## What to do
Could you find every line in the records below that contains the word "leaf" and copy it?

Image-grounded pointing data:

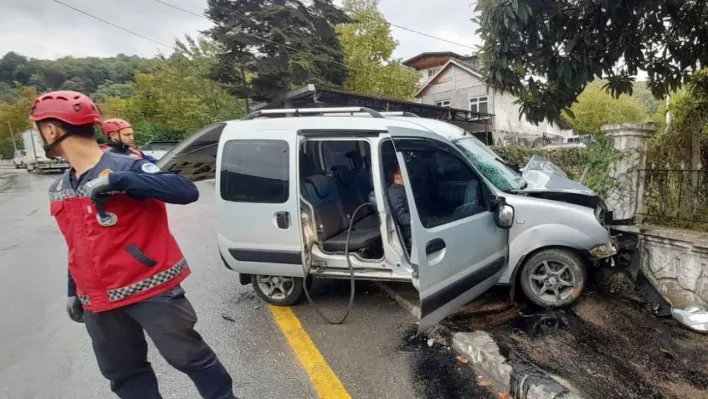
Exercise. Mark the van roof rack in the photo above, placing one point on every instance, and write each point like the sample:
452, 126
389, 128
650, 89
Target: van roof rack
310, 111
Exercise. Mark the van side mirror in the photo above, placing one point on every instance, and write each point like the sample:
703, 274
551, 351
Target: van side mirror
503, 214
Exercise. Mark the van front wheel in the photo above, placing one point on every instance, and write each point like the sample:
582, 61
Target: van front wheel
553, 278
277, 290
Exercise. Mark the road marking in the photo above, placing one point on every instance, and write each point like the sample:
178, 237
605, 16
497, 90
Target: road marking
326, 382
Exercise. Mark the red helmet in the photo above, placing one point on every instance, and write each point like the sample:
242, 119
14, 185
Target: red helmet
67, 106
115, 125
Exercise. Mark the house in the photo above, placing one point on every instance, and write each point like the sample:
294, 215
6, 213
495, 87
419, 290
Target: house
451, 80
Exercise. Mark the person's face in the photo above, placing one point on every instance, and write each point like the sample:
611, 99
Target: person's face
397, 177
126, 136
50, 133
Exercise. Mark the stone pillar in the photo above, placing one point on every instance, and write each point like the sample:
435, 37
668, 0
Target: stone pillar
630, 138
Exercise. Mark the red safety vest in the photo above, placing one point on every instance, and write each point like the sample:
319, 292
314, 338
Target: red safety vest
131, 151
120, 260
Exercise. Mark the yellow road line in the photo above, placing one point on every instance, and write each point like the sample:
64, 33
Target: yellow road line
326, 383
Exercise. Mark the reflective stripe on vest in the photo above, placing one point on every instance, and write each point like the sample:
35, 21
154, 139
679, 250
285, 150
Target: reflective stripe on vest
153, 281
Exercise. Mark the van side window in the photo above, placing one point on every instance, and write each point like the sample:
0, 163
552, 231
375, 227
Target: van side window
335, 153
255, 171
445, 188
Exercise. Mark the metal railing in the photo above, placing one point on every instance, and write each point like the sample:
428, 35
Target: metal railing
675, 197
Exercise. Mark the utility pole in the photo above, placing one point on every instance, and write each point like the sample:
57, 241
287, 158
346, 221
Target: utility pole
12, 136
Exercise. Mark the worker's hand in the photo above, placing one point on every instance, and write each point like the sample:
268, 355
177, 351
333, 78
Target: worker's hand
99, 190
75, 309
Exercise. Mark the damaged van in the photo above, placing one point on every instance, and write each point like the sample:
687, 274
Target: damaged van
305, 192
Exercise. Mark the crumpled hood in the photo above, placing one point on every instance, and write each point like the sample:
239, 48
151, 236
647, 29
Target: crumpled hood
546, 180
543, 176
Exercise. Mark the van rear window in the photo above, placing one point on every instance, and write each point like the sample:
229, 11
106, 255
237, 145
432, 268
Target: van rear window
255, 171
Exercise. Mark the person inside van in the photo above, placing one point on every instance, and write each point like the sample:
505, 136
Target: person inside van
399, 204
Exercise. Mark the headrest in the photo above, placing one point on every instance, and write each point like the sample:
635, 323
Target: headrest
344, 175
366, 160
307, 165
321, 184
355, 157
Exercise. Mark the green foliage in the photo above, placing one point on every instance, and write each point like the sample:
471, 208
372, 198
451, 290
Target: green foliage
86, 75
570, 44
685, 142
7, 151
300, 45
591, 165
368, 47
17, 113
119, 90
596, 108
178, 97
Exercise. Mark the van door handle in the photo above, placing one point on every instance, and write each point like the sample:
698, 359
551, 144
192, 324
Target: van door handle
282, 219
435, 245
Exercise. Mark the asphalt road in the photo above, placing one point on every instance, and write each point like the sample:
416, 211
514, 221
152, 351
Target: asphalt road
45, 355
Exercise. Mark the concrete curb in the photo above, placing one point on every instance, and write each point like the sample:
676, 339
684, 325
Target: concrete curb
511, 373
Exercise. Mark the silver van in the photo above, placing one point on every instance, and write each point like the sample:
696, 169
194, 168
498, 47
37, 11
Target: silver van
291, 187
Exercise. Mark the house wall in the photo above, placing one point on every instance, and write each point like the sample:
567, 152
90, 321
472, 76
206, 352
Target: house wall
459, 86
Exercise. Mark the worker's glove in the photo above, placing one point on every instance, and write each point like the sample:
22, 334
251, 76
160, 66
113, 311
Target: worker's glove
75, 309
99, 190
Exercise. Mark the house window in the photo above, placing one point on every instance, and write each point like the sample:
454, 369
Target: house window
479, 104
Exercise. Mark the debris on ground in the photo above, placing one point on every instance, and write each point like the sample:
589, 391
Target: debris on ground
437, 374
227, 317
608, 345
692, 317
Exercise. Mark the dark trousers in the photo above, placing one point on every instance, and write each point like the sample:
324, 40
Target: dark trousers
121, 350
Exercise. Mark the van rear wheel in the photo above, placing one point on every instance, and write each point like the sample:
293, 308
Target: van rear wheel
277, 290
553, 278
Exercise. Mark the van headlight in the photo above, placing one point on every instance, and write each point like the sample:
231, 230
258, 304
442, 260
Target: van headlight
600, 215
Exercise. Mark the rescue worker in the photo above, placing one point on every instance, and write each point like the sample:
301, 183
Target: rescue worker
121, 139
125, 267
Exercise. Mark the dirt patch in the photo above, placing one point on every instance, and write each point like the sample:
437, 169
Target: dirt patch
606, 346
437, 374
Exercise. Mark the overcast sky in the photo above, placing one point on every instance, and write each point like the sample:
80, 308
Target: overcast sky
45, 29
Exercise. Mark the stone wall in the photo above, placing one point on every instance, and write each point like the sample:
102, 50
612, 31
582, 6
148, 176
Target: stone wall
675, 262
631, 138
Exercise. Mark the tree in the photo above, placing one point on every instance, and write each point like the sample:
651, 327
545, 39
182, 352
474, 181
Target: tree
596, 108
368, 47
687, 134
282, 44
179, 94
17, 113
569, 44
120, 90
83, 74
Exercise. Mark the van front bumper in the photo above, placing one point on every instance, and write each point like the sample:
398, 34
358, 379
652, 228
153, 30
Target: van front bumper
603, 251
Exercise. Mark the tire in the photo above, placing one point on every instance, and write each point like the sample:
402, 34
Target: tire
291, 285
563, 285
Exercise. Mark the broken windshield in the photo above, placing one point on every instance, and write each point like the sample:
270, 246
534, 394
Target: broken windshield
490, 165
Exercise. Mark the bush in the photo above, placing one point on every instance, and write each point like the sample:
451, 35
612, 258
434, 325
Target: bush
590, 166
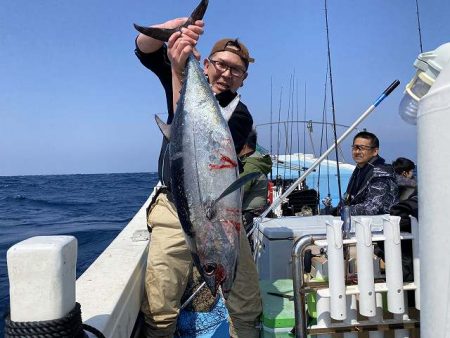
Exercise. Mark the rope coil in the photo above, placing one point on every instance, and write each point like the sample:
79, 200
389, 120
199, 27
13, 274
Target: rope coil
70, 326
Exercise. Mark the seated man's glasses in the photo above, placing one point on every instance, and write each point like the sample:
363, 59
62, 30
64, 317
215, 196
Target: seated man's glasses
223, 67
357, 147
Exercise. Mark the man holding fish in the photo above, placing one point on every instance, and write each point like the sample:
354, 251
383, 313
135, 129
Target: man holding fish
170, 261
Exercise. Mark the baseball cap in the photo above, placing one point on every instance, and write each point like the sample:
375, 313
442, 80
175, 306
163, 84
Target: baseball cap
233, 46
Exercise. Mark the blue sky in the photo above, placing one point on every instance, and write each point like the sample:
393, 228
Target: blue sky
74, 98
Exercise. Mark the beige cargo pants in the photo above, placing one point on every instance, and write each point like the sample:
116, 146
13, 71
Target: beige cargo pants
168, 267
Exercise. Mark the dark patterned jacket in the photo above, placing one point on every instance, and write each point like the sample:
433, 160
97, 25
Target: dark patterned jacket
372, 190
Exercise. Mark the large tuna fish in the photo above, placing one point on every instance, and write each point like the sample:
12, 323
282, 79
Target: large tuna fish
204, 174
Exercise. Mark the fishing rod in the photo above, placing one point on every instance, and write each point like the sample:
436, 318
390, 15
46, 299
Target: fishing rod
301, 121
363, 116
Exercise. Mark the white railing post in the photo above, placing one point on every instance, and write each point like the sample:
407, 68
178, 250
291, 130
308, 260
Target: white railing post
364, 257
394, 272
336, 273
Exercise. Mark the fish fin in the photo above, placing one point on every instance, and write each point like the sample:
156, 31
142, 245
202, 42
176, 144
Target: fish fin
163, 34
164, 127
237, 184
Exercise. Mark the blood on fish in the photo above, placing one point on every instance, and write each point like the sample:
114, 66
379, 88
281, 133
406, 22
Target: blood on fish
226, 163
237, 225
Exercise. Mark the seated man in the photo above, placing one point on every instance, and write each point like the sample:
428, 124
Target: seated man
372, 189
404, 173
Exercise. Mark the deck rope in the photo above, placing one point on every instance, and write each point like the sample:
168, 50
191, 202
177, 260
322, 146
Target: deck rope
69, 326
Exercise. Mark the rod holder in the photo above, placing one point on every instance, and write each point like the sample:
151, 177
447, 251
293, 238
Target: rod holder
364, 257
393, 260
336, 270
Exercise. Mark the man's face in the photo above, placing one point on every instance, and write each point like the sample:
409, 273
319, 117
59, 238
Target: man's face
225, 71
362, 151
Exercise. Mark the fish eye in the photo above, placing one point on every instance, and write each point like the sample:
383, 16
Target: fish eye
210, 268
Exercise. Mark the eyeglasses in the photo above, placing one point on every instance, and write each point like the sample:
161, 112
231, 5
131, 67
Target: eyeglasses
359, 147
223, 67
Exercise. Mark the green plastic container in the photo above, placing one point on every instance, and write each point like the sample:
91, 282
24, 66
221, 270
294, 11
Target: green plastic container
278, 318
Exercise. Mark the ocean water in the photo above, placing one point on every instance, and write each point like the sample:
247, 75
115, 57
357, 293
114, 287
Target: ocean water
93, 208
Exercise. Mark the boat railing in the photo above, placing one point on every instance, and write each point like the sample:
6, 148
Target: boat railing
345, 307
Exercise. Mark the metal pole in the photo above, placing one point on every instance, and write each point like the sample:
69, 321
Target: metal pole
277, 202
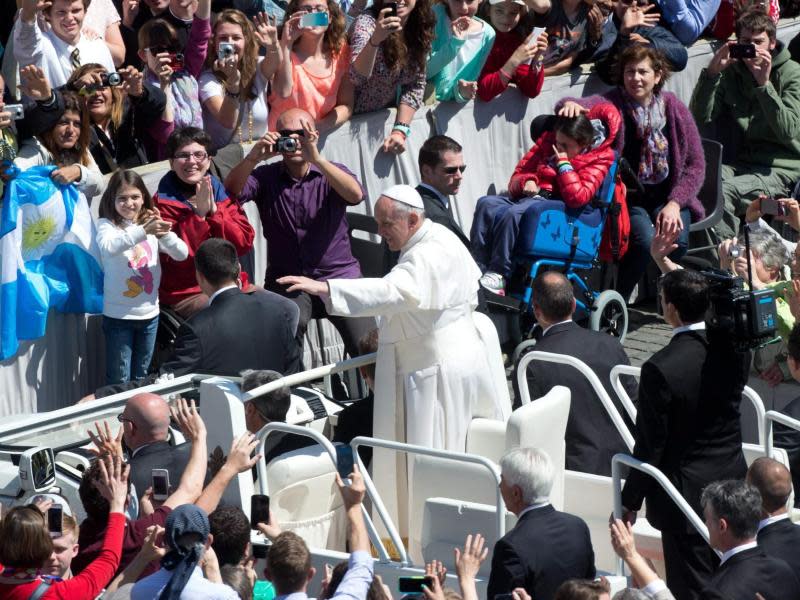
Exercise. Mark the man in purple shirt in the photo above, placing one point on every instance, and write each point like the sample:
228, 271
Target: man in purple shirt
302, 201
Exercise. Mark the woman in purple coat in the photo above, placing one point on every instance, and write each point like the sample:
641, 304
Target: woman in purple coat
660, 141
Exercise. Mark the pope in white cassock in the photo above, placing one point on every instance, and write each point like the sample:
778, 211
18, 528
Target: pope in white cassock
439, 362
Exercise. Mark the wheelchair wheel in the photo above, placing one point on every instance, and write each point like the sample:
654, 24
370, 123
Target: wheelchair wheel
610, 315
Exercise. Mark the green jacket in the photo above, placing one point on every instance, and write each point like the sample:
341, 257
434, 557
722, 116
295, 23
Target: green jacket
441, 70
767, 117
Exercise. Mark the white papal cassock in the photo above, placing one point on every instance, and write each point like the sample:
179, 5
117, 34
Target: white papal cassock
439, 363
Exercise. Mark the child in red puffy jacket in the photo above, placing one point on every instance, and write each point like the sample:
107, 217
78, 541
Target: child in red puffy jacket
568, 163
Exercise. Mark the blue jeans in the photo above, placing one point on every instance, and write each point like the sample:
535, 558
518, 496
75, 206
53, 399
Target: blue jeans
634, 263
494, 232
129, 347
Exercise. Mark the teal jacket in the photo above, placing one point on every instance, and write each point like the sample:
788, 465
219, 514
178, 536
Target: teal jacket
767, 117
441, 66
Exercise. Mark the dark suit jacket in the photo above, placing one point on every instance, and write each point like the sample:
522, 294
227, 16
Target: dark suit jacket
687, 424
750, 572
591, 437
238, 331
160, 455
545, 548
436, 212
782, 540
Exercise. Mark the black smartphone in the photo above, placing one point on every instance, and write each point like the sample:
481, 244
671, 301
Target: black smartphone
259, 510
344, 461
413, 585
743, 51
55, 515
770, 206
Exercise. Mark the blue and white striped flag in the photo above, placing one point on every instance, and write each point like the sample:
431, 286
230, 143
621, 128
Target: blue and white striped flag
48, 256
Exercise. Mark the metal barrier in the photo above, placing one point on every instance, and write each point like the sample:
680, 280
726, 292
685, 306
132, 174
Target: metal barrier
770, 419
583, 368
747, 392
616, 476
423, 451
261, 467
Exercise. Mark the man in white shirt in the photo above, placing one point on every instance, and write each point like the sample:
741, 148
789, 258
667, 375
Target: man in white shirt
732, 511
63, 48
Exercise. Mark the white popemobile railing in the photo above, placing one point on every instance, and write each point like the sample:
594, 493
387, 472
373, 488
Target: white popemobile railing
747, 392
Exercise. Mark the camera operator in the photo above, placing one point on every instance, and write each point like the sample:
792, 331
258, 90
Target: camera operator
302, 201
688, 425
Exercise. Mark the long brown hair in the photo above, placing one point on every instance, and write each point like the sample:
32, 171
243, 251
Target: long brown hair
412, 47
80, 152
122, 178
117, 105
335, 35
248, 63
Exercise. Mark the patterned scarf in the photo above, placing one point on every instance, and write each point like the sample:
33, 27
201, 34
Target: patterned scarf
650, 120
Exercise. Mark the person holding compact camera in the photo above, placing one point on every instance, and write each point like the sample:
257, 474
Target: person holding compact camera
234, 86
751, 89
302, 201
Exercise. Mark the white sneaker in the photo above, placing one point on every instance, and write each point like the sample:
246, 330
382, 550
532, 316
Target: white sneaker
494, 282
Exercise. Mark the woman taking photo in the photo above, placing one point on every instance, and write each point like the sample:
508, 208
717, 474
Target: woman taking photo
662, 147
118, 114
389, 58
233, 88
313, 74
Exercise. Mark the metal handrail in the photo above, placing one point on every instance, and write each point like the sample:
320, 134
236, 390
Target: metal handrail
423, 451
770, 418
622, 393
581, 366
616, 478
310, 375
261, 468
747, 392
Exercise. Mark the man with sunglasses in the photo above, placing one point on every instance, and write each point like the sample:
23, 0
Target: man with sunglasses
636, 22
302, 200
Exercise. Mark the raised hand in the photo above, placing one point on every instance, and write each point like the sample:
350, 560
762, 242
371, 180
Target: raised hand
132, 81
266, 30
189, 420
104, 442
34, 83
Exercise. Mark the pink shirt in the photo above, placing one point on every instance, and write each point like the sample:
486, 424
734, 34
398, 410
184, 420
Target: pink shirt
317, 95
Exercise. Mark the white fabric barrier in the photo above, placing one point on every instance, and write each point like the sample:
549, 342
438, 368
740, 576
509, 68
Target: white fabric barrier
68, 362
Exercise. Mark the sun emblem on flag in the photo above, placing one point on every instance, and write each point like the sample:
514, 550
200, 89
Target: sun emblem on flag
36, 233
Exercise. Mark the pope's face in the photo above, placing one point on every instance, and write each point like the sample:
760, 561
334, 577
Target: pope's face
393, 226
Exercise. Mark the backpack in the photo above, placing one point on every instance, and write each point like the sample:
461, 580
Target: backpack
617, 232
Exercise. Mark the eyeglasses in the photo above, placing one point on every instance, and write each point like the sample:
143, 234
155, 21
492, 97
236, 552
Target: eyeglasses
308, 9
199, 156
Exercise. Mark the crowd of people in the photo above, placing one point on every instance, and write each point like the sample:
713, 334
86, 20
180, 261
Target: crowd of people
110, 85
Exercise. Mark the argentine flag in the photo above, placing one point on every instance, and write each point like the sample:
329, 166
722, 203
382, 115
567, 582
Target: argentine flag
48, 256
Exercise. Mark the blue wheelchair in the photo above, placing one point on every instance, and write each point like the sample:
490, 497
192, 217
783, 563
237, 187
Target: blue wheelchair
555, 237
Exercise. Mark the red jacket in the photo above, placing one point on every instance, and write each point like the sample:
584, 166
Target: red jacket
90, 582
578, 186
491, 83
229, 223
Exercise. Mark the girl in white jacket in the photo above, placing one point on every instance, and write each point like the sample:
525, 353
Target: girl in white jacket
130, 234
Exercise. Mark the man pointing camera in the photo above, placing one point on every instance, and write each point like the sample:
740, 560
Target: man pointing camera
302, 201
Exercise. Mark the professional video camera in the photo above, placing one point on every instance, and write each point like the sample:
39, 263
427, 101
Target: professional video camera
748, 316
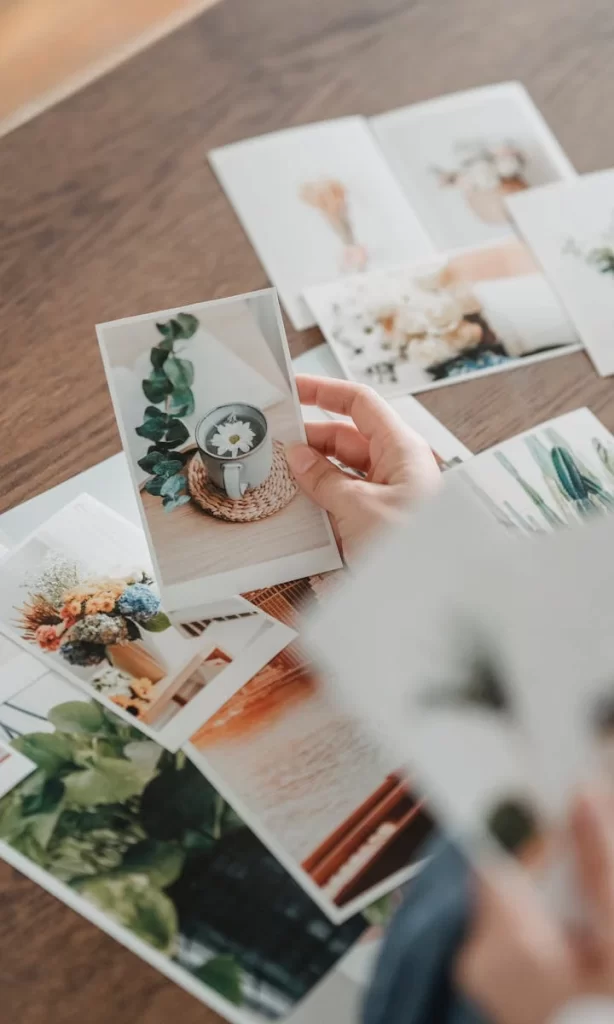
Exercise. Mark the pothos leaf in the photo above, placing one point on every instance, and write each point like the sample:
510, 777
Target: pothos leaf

## Exercise response
Exercise. Mark the pothos leaf in the photo above, placing one point on every instance, and write each point like the sample:
Target: pothos leaf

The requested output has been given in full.